===== Materials provided =====
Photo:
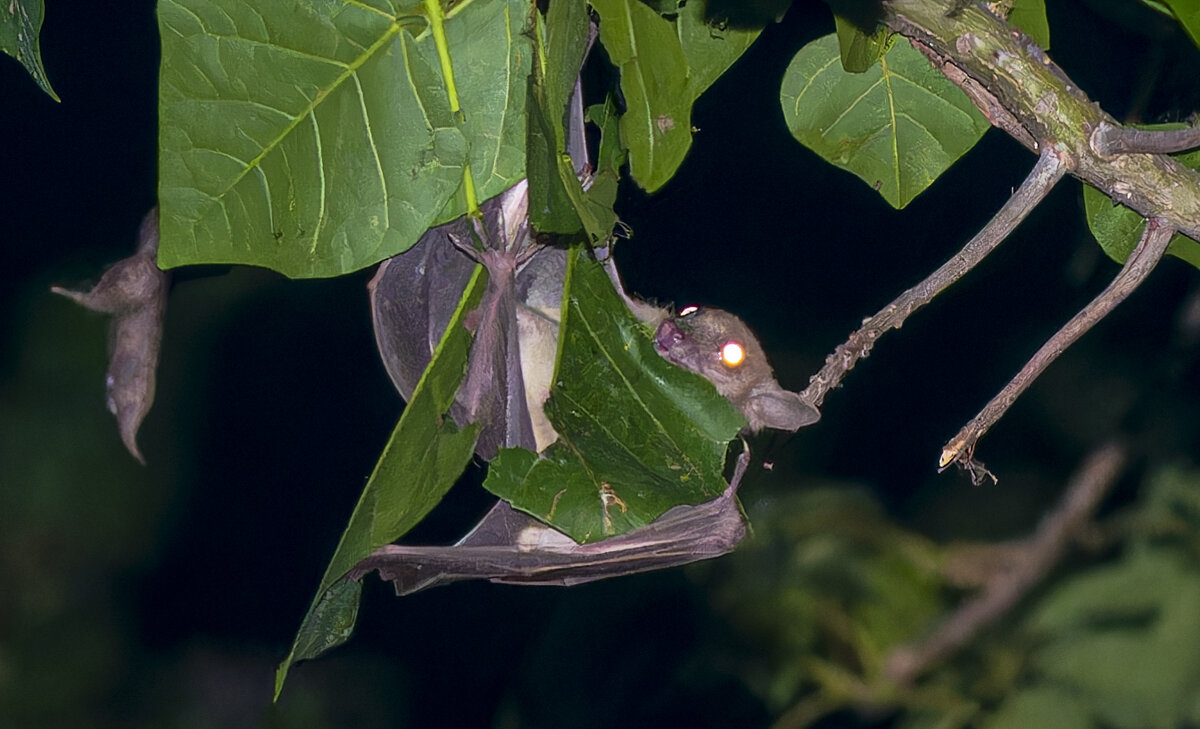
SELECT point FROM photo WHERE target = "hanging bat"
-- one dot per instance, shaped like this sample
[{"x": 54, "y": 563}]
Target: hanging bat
[{"x": 508, "y": 379}]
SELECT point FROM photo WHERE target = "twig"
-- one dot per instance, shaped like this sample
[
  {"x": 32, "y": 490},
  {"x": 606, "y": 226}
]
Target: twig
[
  {"x": 984, "y": 100},
  {"x": 1115, "y": 139},
  {"x": 1049, "y": 169},
  {"x": 1043, "y": 550},
  {"x": 1140, "y": 263}
]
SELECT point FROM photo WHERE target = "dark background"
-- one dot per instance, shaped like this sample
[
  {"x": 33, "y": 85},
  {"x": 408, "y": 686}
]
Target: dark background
[{"x": 166, "y": 595}]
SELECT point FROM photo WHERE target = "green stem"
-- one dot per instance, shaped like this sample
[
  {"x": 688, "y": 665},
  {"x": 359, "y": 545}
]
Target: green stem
[{"x": 437, "y": 22}]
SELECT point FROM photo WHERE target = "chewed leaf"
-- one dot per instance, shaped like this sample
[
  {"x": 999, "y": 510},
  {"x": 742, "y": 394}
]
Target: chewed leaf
[
  {"x": 21, "y": 25},
  {"x": 318, "y": 138},
  {"x": 637, "y": 434},
  {"x": 665, "y": 66},
  {"x": 898, "y": 126},
  {"x": 421, "y": 461}
]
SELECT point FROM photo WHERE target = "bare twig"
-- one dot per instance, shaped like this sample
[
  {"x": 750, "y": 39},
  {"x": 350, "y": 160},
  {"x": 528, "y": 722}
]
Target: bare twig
[
  {"x": 1043, "y": 550},
  {"x": 1049, "y": 169},
  {"x": 1041, "y": 102},
  {"x": 1141, "y": 261},
  {"x": 1115, "y": 139}
]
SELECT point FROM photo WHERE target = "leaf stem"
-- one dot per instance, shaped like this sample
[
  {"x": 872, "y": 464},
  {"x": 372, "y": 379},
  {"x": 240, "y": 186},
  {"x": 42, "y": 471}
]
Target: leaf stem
[{"x": 437, "y": 23}]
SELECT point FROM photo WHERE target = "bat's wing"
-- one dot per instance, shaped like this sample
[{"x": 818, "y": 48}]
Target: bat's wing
[
  {"x": 414, "y": 294},
  {"x": 514, "y": 548}
]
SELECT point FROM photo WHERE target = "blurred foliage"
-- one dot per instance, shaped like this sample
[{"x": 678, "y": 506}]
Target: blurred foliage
[{"x": 831, "y": 585}]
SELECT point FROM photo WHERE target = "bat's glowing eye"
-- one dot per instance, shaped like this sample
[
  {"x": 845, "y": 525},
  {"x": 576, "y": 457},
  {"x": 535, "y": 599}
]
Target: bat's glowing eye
[{"x": 732, "y": 354}]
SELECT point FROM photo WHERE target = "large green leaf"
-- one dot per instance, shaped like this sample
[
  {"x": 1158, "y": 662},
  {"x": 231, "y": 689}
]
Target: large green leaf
[
  {"x": 898, "y": 126},
  {"x": 556, "y": 196},
  {"x": 665, "y": 65},
  {"x": 421, "y": 461},
  {"x": 21, "y": 26},
  {"x": 318, "y": 138},
  {"x": 1117, "y": 229},
  {"x": 637, "y": 435}
]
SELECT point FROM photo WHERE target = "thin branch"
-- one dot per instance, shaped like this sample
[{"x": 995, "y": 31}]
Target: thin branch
[
  {"x": 1049, "y": 169},
  {"x": 1043, "y": 550},
  {"x": 1140, "y": 263},
  {"x": 1044, "y": 104},
  {"x": 1115, "y": 139}
]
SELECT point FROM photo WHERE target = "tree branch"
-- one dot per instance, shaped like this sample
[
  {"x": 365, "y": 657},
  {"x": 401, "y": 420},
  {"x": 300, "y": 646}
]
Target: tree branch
[
  {"x": 1042, "y": 552},
  {"x": 1044, "y": 102},
  {"x": 1032, "y": 191},
  {"x": 1141, "y": 261},
  {"x": 1114, "y": 139}
]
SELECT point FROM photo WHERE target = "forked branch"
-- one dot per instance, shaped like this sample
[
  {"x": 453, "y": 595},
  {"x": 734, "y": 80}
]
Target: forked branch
[
  {"x": 1138, "y": 266},
  {"x": 1049, "y": 169}
]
=====
Problem details
Without the pictures, print the whole listing exactly as given.

Task solution
Photo:
SELECT point FROM photo WHERE target = "hanging bat"
-- one dot per instance, shaped like this sample
[{"x": 54, "y": 563}]
Target: hanging bat
[{"x": 508, "y": 379}]
SELECT point FROM photo WHERE target = "twig"
-- one dot per instance, shaped like this sample
[
  {"x": 32, "y": 490},
  {"x": 606, "y": 226}
]
Target: twig
[
  {"x": 984, "y": 100},
  {"x": 1115, "y": 139},
  {"x": 1049, "y": 169},
  {"x": 1043, "y": 550},
  {"x": 1140, "y": 263}
]
SELECT point FROM photo WHERE target = "dark background"
-- one dot per instance, shaped like this sample
[
  {"x": 33, "y": 85},
  {"x": 408, "y": 686}
]
Target: dark background
[{"x": 166, "y": 595}]
SELECT point FROM photo WHERE target = "green stem"
-- one dot per instance, shaped like this sample
[
  {"x": 688, "y": 665},
  {"x": 359, "y": 545}
]
Target: green stem
[{"x": 437, "y": 22}]
SELECT point FROM photo WHERE target = "chewed leaf"
-- one dot per instance, shaped like this sample
[
  {"x": 999, "y": 510},
  {"x": 742, "y": 394}
]
Target: chewed leaf
[
  {"x": 21, "y": 25},
  {"x": 318, "y": 138},
  {"x": 637, "y": 434},
  {"x": 665, "y": 66},
  {"x": 898, "y": 126},
  {"x": 421, "y": 461}
]
SELECT point FROM photo WHERE target = "bare twig"
-- one dot per instance, shaped like this sample
[
  {"x": 750, "y": 39},
  {"x": 350, "y": 160},
  {"x": 528, "y": 722}
]
Target: bare twig
[
  {"x": 1043, "y": 550},
  {"x": 1049, "y": 169},
  {"x": 1041, "y": 102},
  {"x": 1141, "y": 261},
  {"x": 1115, "y": 139}
]
SELECT point FROM photo WHERE target = "leaf stem"
-- one dot per instance, shaped like this sample
[
  {"x": 872, "y": 464},
  {"x": 372, "y": 379},
  {"x": 240, "y": 186},
  {"x": 42, "y": 471}
]
Target: leaf stem
[{"x": 437, "y": 23}]
SELECT point FROM photo WHERE target = "bat's wing"
-- one dot per instance, shaped like this sample
[{"x": 818, "y": 48}]
Target: bat's wing
[
  {"x": 414, "y": 294},
  {"x": 514, "y": 548}
]
SELECT point FROM photo WHERE target = "blurred foliage"
-- one dot per instance, shaped like this sample
[{"x": 678, "y": 506}]
Target: blurred foliage
[{"x": 831, "y": 585}]
SELECT point FROM photo WHERE target = "bat's glowing eye"
-- one dot per instance, shaped like this sample
[
  {"x": 845, "y": 525},
  {"x": 576, "y": 457},
  {"x": 535, "y": 599}
]
Target: bat's glowing eye
[{"x": 732, "y": 354}]
SELECT point FROM photo WHERE target = "large green leaf"
-- one dot per instance, shaped like this sample
[
  {"x": 1158, "y": 662},
  {"x": 231, "y": 689}
]
Target: large green leaf
[
  {"x": 898, "y": 126},
  {"x": 556, "y": 196},
  {"x": 665, "y": 65},
  {"x": 421, "y": 461},
  {"x": 21, "y": 26},
  {"x": 318, "y": 138},
  {"x": 1117, "y": 229},
  {"x": 637, "y": 435}
]
SELECT point FROM photo WHERE target = "thin branch"
-- one dot per instance, shaped like this sample
[{"x": 995, "y": 31}]
Target: thin branch
[
  {"x": 1049, "y": 169},
  {"x": 1043, "y": 550},
  {"x": 1140, "y": 263},
  {"x": 1044, "y": 104},
  {"x": 1115, "y": 139}
]
SELECT point FROM photo WHERE target = "tree branch"
-- one dot per instance, shaped like this sample
[
  {"x": 365, "y": 657},
  {"x": 401, "y": 420},
  {"x": 300, "y": 646}
]
Target: tree branch
[
  {"x": 1042, "y": 552},
  {"x": 1044, "y": 102},
  {"x": 1032, "y": 191},
  {"x": 1141, "y": 261},
  {"x": 1114, "y": 139}
]
SELECT point FROM photo WHERE target = "forked branch"
-- one dot per instance, shaped like this sample
[
  {"x": 453, "y": 595},
  {"x": 734, "y": 80}
]
Target: forked branch
[
  {"x": 1138, "y": 266},
  {"x": 1049, "y": 169}
]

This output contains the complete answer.